Editorial: Alarm bell as 2025 Presidential approaches!.

file photo of voter casting his vote during elections

With the anxiety and effervescence of the 2025 presidential election sizzling in many public debates, the focus is now on Elections Cameroon, ELECAM, as registration of voters resumes in less than five weeks, on January 2, 2025.



The last registration exercise ended on August 31, 2024, with the Director General of Elections at ELECAM, Dr Erik Essousse, disclosing that 755,085 new potential voters were biometrically enrolled on the electoral register in 2024, augmenting the total number to 8,116,960 in the country.

He, however, said the number was not conclusive because a de-duplication process was awaited to clean-up the register.

After the cleanup, the Cameroon Renaissance Movement, MRC party Chairman, Prof Maurice Kamto, who was the main challenger of the CPDM incumbent, Paul Biya, at the 2018 presidential poll, announced that names of his party supporters had been systematically deleted in constituencies regarded as the party’s fief.

On Wednesday November 27, 2024, the MRC National President, Prof Maurice Kamto, who describes himself as "candidate for the 2025 presidential", repeated the claim in a press release. 

He reiterated that as many as 120,000 voters had their names erased from the register in "Yaounde V, Yaounde III and Yaounde VII. It is the highest rejection rate for lack of fingerprints, with 87%, 75% and 60% respectively".

In response to a question from a reporter during the second meeting of the National Platform for Permanent Consultation between ELECAM and other stakeholders in the electoral process, held last Tuesday November 26, in Yaounde, the Director General of Elections at ELECAM attributed the removal to lack of fingerprints.

Kamto has since replied ELECAM, saying "the absence of fingerprints of certain voters could be due to agricultural activities or disability".

He then expressed worries that: "We do not know where the plantations of the people concerned are located in Yaounde, and no one can believe that the majority of people of voting age in these three Subdivisions of the country's capital have a disability affecting their fingers".

Given information:

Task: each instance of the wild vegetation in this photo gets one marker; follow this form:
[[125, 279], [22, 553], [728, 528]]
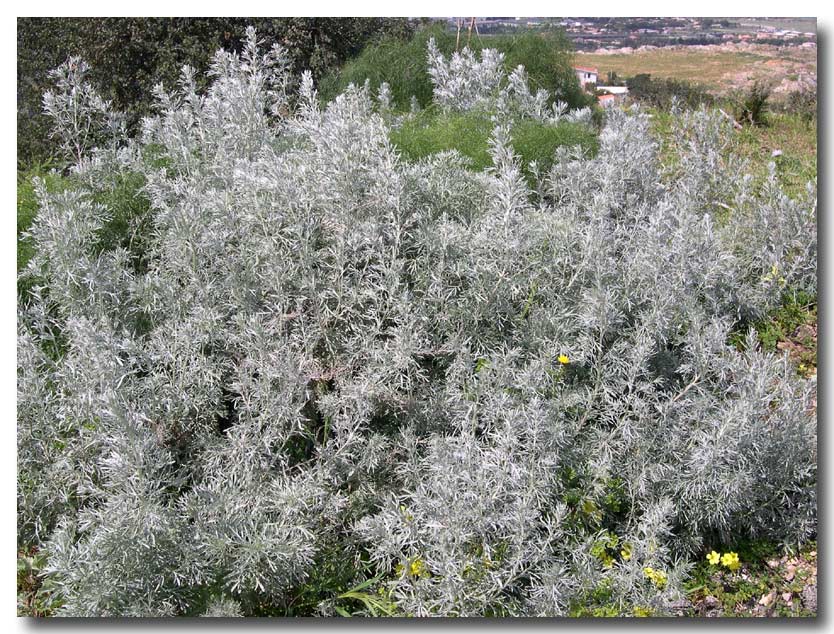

Goal:
Using the editorial on Cameroon's voter register, answer:
(a) On what date does voter registration resume?
(b) How many new potential voters were biometrically enrolled in 2024?
(c) What did the Director General of Elections at ELECAM say caused the removal of names from the register?
The listing is separate material from the editorial on Cameroon's 2025 presidential election.

Problem solution:
(a) January 2, 2025
(b) 755,085
(c) Lack of fingerprints